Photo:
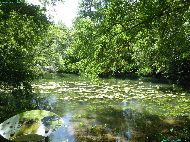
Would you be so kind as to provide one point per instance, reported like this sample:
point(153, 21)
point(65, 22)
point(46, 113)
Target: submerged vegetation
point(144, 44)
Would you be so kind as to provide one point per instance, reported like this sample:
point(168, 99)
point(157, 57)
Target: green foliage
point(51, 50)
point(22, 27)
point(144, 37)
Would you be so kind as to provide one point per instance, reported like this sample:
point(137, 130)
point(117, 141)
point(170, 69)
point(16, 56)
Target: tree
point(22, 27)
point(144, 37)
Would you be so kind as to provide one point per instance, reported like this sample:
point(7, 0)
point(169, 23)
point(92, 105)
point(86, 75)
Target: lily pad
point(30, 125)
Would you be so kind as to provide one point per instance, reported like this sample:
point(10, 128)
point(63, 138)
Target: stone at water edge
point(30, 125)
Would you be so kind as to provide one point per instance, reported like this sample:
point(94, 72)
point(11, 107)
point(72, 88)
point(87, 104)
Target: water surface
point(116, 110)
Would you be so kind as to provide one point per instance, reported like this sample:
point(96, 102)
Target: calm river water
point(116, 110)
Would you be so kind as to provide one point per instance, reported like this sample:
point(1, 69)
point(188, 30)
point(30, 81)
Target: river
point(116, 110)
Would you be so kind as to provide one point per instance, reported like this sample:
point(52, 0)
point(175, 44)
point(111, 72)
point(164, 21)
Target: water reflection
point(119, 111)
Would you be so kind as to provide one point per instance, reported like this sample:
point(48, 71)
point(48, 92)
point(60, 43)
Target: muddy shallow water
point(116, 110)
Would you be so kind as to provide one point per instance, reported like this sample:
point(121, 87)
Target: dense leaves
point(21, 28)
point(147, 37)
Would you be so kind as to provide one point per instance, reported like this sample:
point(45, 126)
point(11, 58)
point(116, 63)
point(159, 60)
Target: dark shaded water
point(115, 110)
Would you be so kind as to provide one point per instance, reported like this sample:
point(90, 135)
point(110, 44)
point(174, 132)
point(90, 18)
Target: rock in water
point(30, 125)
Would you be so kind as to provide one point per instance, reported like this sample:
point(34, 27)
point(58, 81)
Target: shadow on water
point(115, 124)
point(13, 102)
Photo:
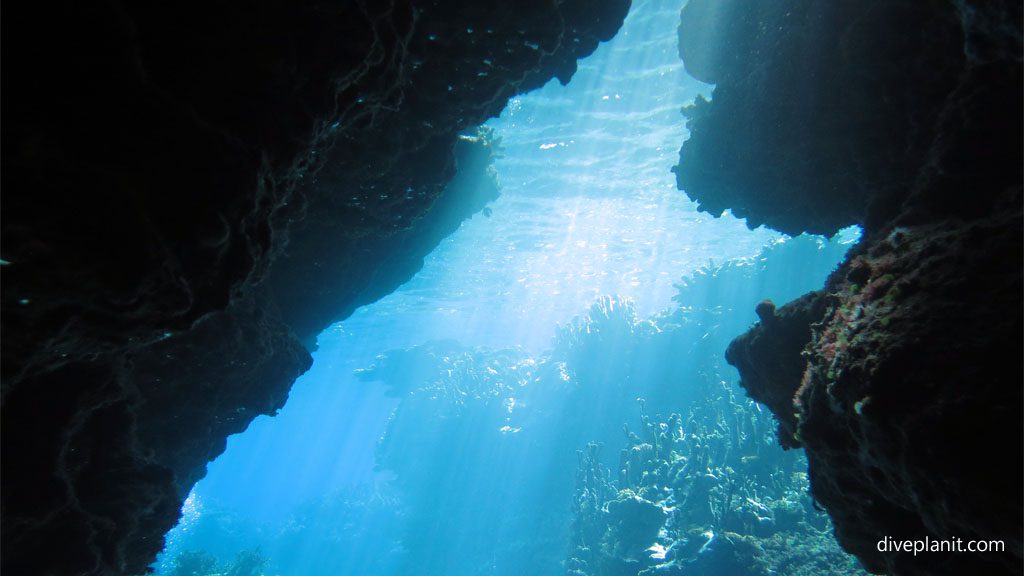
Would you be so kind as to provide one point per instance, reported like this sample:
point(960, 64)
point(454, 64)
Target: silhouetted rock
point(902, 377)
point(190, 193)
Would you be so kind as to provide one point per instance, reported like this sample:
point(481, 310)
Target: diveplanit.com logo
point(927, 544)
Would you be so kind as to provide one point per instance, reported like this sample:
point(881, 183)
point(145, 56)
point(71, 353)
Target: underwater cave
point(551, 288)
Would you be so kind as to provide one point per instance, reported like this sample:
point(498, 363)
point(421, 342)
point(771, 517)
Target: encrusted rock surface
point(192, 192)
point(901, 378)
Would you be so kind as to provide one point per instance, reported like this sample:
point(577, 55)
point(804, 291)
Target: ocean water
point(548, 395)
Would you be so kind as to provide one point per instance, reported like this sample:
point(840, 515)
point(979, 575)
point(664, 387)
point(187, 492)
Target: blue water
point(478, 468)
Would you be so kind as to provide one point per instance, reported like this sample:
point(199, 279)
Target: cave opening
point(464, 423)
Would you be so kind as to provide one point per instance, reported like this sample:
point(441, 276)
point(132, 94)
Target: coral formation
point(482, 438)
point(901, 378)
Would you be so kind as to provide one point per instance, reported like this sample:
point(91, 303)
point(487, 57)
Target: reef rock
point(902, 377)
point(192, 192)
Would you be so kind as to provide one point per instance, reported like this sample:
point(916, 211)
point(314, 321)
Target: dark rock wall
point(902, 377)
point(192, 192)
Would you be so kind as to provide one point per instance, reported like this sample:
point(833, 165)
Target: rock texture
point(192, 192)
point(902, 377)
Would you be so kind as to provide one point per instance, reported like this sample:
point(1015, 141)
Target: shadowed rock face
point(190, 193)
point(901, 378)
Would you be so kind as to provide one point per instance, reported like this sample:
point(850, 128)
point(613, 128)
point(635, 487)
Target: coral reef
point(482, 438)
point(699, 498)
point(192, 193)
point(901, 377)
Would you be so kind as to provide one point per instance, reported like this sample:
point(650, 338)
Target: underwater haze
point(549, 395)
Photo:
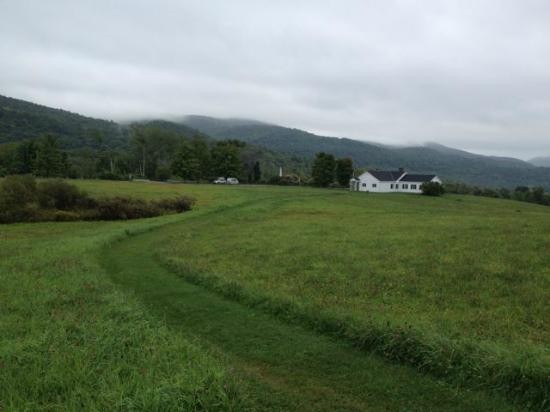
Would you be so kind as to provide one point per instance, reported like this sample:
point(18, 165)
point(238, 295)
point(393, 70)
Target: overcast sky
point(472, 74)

**WORK REQUEST**
Pictures are not part of the copy. Return every record exactly.

**RESPONSE TO THIS EXERCISE**
Photo:
Would you be so kind as to provide one point per instance, reported like this sample:
point(153, 21)
point(65, 22)
point(46, 113)
Target: submerged vegetation
point(144, 44)
Would you be so kind as to provide one point per instance, reported like this sample:
point(168, 99)
point(157, 57)
Target: green foliage
point(51, 50)
point(22, 27)
point(144, 37)
Would you be so kind as to provide one point per instance, reported like this sample:
point(137, 130)
point(117, 141)
point(170, 69)
point(16, 56)
Target: tree
point(22, 27)
point(144, 37)
Would you be so kind as to provide one point per instance, reported like this sample:
point(7, 0)
point(169, 23)
point(92, 105)
point(86, 75)
Target: lily pad
point(30, 125)
Would you be so kind as to provide one point per instance, reported like this sample:
point(10, 128)
point(63, 138)
Target: stone at water edge
point(30, 125)
Would you be so kind as to provide one point per instance, reported like this sample:
point(94, 72)
point(11, 107)
point(72, 88)
point(87, 104)
Target: water surface
point(116, 110)
Would you be so kind as to provide one point per instance, reported like this sample:
point(96, 102)
Target: calm river water
point(116, 110)
Would you be so kind as to provide one point per instance, reported like this sample:
point(1, 69)
point(188, 30)
point(30, 81)
Target: river
point(116, 110)
Would you be so kind as to provide one point per instance, reported like this sample:
point(52, 0)
point(175, 44)
point(111, 72)
point(164, 21)
Target: water reflection
point(119, 111)
Would you be so kind as to provide one point per instance, reported like this sample:
point(48, 71)
point(48, 92)
point(60, 43)
Target: muddy shallow water
point(116, 110)
Would you be so kind as to provide one point per instance, reported like this sample:
point(121, 87)
Target: dense leaves
point(21, 28)
point(147, 37)
Would you be so kind as to provide one point per instance, reported like this sample:
point(45, 126)
point(11, 58)
point(116, 63)
point(159, 60)
Target: dark shaded water
point(115, 110)
Would you be so kind as to provide one point per instance, reported like this sample:
point(90, 135)
point(110, 44)
point(174, 132)
point(90, 18)
Target: rock in water
point(30, 125)
Would you be so kind as to provide one point per instance, reported like this sample:
point(34, 27)
point(58, 81)
Target: shadow on water
point(115, 124)
point(13, 102)
Photo:
Would you be so kind as to provide one point per instance, reported like this sample:
point(960, 64)
point(454, 64)
Target: silhouetted rock
point(902, 377)
point(190, 193)
Would you be so kind as to provide one point per instance, reported like this sample:
point(481, 310)
Target: diveplanit.com logo
point(927, 544)
Would you be so kind as to provide one point per instance, reported like this sample:
point(881, 183)
point(145, 56)
point(71, 353)
Target: underwater cave
point(551, 288)
Would you be so kind as to provide one point per instance, reported like this sample:
point(498, 363)
point(421, 342)
point(771, 517)
Target: encrusted rock surface
point(192, 192)
point(901, 378)
Would you be so kind as to provide one point per instance, reported like this sample:
point(577, 55)
point(804, 291)
Target: ocean water
point(548, 395)
Would you be so kind as to provide one point per instance, reported like this sample:
point(840, 515)
point(979, 575)
point(664, 387)
point(187, 492)
Target: blue water
point(478, 468)
Would you be so kind as to provide one point per instance, reported like this sample:
point(199, 279)
Target: cave opening
point(464, 423)
Would you be so kind as to provide one point per instance, reported like this sample:
point(441, 276)
point(132, 94)
Target: coral formation
point(482, 438)
point(901, 378)
Would you be so kind as to provide one point per instance, reported like this sample:
point(91, 303)
point(487, 57)
Target: reef rock
point(902, 377)
point(192, 192)
Would you be so kind as to provide one point per instance, reported like this sample:
point(916, 211)
point(314, 321)
Target: dark rock wall
point(902, 377)
point(192, 192)
Would you be so kind as to provide one point per instance, reported like this sample:
point(833, 165)
Target: rock texture
point(192, 192)
point(902, 377)
Would you be so kind as to provide one point per instance, reported like this sample:
point(1015, 141)
Target: shadowed rock face
point(190, 193)
point(901, 378)
Would you be so kind as to provide one point per instance, reported like this sample:
point(850, 128)
point(613, 128)
point(635, 487)
Target: coral reef
point(482, 438)
point(699, 498)
point(192, 193)
point(901, 377)
Would you be so kind as to provide one point per instance, reported like this sample:
point(650, 338)
Target: underwater haze
point(549, 395)
Photo:
Would you be so kind as to provide one point per instance, reported like this sample:
point(18, 165)
point(238, 295)
point(393, 70)
Target: overcast sky
point(472, 74)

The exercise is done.